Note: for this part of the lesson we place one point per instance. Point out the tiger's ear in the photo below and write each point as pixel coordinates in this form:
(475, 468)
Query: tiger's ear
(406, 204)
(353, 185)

··········

■ **ASSIGNED TASK**
Every record above is to be copied out exactly.

■ **COMPLETED TASK**
Note: for this part of the lesson we place one point per instance. Point out the tiger's ear in the photo below and write each point as pixel coordinates in this form:
(475, 468)
Query: tiger's ear
(406, 204)
(353, 185)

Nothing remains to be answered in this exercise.